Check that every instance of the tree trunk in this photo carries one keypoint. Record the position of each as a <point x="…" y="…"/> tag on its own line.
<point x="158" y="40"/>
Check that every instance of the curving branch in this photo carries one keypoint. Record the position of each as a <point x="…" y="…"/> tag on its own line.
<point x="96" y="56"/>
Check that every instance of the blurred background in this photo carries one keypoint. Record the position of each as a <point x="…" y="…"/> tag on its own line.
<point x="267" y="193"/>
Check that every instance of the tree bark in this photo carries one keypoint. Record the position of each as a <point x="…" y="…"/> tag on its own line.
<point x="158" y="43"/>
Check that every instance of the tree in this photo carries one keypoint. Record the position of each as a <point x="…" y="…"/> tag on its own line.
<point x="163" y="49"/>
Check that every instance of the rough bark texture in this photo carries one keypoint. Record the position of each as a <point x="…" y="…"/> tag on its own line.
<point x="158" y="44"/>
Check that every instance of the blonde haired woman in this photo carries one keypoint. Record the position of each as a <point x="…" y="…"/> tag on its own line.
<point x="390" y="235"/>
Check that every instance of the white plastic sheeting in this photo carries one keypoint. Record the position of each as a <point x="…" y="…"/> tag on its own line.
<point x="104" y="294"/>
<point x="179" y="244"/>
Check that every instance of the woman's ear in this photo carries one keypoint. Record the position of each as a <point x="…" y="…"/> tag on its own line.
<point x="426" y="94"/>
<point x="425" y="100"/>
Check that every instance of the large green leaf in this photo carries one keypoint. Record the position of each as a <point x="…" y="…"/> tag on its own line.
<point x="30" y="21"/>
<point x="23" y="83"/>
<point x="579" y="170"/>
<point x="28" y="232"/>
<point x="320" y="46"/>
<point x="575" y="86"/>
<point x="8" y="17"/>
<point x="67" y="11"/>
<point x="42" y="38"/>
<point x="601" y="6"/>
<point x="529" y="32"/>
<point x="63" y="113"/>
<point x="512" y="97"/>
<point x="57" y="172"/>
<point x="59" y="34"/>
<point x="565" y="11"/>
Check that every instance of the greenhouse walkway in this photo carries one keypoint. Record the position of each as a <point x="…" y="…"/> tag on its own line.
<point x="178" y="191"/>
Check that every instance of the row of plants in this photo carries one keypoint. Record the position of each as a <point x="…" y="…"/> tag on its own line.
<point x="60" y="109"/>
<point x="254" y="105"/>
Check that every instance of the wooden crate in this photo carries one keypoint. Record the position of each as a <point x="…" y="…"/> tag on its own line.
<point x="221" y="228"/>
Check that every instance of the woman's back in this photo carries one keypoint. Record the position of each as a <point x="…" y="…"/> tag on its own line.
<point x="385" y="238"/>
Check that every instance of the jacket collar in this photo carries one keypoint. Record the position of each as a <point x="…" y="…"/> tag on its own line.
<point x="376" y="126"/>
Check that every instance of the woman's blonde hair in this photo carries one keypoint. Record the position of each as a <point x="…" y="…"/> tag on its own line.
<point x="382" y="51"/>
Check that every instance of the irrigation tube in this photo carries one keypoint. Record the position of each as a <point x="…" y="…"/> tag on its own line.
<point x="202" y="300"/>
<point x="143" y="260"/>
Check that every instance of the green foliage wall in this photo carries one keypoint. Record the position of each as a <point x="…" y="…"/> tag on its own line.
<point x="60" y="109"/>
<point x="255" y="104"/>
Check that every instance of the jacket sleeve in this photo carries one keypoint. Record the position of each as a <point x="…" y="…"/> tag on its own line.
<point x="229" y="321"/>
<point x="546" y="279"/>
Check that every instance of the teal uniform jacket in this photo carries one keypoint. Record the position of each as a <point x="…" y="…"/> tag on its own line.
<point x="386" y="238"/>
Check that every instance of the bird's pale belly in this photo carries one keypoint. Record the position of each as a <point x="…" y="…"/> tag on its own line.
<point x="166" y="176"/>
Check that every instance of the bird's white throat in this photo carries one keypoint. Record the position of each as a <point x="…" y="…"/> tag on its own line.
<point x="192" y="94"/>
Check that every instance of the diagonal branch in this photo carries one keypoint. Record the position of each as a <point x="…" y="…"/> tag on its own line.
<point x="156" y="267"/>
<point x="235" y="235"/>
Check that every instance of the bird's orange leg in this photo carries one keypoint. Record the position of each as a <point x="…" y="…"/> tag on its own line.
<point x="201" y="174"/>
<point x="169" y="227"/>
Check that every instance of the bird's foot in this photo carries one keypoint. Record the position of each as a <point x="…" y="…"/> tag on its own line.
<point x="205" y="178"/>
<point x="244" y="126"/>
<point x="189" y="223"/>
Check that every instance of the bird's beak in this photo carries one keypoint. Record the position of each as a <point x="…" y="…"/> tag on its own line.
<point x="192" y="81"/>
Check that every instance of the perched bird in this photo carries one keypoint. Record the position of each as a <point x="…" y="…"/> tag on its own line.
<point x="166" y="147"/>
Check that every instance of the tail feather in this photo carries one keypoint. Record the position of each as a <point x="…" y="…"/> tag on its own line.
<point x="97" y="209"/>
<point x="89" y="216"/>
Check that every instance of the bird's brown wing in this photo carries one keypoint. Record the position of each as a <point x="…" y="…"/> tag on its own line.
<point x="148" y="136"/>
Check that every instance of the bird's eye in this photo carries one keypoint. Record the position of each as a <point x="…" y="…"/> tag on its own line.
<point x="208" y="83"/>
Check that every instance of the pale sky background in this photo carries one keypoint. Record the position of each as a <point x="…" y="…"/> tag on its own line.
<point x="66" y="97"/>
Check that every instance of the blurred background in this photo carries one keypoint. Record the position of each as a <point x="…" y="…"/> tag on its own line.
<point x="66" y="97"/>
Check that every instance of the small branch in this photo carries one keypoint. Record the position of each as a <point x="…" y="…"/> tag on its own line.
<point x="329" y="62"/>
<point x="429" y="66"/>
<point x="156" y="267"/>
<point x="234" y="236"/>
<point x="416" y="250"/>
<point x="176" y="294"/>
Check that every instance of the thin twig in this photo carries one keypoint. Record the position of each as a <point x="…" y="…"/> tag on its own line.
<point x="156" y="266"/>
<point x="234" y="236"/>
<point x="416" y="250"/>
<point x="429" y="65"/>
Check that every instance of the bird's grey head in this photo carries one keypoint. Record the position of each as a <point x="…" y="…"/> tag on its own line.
⁂
## Required work
Quote every line from the line containing "Check that every instance of the bird's foot" through the closing line of the listing, including both.

## Complete output
Check that every instance of the bird's foot in this photo carries one keypoint. Record the position of each as a <point x="…" y="…"/> tag on its own line.
<point x="205" y="178"/>
<point x="244" y="126"/>
<point x="189" y="223"/>
Check that every instance of the bird's beak in this photo carries one keypoint. Record the position of each as a <point x="…" y="…"/> tag on its own line.
<point x="192" y="81"/>
Check that every instance of the perched bird in this photo carries one keypoint. Record the position of each as a <point x="…" y="…"/> tag on its own line.
<point x="166" y="147"/>
Check that every instance of the tail feather in this photo carries one keypoint. Record the position of each as a <point x="…" y="…"/> tag on its own line.
<point x="97" y="209"/>
<point x="89" y="216"/>
Check that every instance of the bird's brown wing in this photo carries one keypoint. Record the position of each as a <point x="…" y="…"/> tag on its own line.
<point x="148" y="136"/>
Check that every instance of the bird's eye in this photo carries one keypoint. Record the position of each as a <point x="…" y="…"/> tag on its own line.
<point x="208" y="83"/>
Check that every instance of the pale sky background in this photo carries one keypoint. Record the position of each as a <point x="…" y="…"/> tag on its own line.
<point x="66" y="97"/>
Check that every instance of the blurred background in this photo carries one keypoint. Record the position of each as a <point x="…" y="…"/> tag on its own line.
<point x="66" y="97"/>
Check that every instance of the small branch in this photo carries one keypoint. Record the position of each as a <point x="…" y="…"/> tag on its own line.
<point x="329" y="62"/>
<point x="429" y="66"/>
<point x="156" y="267"/>
<point x="234" y="236"/>
<point x="416" y="250"/>
<point x="176" y="294"/>
Check that every instance of the thin twig in this photo carries one keypoint. Record the position of each as a <point x="…" y="…"/> tag on its own line.
<point x="156" y="266"/>
<point x="234" y="236"/>
<point x="416" y="250"/>
<point x="429" y="65"/>
Check that every instance of the bird's grey head in this photo carries one keypoint. Record the position of each as a <point x="…" y="…"/> tag on its own line.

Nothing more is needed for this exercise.